▶ Fragmento de página
Siguiendo con las novelas extranjeras, en poco tiempo se han traducido entre nosotros tres que abordan la adopción. En Al pie de la escalera
(2009), de la norteamericana Lorrie Moore, la protagonista trabaja como
niñera para una pareja que está a punto de adoptar a una niña mulata
(como en la vida real lo hizo Lorrie Moore –un niño, en su caso), y
observa, de muy cerca pero desde fuera, todo el proceso, incluida su
ambigüedad moral: esos padres generosos, pero también narcisistas, que
se ven a sí mismos poco menos que como héroes... El lenguaje de las flores
(2011), de la también norteamericana Vanessa Diffenbaugh, tiene por
protagonista a una niña turbulenta que pasa de una familia de acogida a
otra; es una novela convincente y bien documentada (la autora ha sido
madre de acogida), que se ha convertido rápidamente en best seller. Lo
mismo puede decirse de La hija del monzón (2011), de Shilpi
Somaya Gowda, un relato honesto, ameno, de interés más periodístico que
literario, sobre las niñas abandonadas (cuando no abortadas o
asesinadas) en la India y su vida subsiguiente al ser adoptadas por
parejas occidentales.

▶ Qué harás
Anota el título de cada novela que aparece en el fragmento sobre la adopción. Estas líneas no tienen nada que ver con el fragmento.

▶ Material entregado
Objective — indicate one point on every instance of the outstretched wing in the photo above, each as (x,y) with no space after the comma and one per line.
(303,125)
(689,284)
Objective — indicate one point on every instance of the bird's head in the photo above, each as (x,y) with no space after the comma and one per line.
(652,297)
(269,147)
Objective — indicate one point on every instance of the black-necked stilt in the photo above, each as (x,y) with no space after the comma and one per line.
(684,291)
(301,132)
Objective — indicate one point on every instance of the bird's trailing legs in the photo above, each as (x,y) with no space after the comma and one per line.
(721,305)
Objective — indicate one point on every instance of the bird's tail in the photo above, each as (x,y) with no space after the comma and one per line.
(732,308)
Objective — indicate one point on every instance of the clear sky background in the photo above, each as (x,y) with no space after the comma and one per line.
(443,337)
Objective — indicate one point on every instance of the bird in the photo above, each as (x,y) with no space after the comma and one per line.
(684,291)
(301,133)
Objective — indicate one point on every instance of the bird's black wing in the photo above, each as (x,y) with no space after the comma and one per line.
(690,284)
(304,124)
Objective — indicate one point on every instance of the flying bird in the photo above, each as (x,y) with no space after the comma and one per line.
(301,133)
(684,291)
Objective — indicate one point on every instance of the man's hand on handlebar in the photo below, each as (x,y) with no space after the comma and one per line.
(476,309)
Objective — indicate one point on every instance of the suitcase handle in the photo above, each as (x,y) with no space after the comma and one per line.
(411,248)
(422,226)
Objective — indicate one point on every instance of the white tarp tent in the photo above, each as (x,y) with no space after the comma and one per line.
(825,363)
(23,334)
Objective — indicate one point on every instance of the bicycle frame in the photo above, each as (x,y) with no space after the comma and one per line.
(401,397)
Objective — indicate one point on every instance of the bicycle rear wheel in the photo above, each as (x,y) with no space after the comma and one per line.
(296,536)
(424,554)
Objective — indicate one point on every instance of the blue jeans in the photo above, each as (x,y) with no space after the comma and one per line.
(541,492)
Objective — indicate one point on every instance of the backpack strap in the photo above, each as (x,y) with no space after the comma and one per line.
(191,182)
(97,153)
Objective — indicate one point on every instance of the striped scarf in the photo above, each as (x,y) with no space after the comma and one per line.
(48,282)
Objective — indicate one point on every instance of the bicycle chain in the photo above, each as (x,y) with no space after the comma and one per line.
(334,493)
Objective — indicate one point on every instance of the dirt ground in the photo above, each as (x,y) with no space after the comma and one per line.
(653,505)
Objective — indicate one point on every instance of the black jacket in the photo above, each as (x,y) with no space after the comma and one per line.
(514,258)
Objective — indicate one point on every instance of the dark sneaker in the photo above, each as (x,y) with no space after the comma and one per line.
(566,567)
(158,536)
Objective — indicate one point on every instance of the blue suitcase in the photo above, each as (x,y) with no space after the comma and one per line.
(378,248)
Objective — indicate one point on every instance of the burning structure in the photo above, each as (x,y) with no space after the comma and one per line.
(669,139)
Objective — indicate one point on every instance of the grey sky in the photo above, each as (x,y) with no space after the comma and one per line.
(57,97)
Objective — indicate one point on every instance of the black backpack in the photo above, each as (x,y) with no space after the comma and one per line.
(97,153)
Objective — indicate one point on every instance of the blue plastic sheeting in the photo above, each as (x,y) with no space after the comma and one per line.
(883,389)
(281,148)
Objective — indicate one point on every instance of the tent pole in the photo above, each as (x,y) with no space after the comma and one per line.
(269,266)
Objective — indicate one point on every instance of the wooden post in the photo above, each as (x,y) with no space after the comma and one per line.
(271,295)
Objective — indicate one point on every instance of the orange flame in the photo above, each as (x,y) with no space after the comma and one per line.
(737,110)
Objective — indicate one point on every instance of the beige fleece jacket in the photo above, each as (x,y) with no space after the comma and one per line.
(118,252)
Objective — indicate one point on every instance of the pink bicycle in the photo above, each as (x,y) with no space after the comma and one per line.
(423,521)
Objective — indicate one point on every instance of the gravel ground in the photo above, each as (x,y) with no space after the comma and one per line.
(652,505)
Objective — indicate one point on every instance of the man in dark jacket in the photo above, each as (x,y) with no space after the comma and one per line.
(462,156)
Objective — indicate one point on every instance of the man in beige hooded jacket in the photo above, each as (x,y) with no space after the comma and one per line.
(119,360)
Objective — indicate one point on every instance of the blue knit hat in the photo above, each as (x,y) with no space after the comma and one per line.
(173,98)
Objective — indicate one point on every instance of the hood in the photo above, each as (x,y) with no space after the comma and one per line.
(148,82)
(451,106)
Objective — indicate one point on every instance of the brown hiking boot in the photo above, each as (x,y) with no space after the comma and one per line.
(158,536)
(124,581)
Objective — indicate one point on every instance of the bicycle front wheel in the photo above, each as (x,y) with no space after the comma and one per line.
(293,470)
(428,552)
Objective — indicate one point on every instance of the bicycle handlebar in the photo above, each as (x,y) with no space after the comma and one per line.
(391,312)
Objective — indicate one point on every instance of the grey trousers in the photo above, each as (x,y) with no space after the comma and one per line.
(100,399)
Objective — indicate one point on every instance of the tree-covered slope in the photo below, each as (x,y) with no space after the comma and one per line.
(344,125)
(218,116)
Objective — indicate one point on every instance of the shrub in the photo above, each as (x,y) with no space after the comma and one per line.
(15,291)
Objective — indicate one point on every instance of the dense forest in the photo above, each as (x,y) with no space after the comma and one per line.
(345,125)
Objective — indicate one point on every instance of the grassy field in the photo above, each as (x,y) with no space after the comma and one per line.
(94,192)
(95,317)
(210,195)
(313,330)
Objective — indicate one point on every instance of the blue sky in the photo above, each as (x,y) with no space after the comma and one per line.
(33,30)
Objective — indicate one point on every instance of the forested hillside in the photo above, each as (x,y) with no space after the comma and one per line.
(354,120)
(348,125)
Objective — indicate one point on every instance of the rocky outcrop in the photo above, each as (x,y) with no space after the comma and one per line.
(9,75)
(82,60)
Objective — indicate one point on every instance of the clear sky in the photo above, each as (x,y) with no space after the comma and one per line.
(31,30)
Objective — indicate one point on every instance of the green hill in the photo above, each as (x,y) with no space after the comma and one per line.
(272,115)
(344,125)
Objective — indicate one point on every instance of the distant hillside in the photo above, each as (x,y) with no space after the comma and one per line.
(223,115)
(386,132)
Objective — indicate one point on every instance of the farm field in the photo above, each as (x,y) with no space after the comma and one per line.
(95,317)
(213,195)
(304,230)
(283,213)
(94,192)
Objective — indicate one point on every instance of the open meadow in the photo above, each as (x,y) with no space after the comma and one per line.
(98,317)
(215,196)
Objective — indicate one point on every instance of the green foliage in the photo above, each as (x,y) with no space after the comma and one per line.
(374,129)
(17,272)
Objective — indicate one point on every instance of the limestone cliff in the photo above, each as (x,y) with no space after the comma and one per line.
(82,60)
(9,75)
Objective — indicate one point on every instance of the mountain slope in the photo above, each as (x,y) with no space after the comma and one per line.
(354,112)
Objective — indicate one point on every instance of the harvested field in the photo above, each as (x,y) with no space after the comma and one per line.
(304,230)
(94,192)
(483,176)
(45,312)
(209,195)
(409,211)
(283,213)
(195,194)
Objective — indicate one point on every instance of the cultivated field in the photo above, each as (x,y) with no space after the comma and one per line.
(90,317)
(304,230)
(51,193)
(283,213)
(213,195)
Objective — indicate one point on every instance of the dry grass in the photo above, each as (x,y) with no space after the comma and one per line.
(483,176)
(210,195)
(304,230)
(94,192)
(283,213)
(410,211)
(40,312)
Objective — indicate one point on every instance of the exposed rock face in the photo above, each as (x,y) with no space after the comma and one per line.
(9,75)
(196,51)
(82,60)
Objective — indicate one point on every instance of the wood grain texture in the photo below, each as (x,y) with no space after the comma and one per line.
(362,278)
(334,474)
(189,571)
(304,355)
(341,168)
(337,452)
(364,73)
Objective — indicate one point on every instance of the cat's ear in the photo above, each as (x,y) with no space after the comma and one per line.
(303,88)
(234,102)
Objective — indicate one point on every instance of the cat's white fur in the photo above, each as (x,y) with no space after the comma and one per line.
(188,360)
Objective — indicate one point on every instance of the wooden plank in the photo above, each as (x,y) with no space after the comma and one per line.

▶ Respuesta
Al pie de la escalera
El lenguaje de las flores
La hija del monzón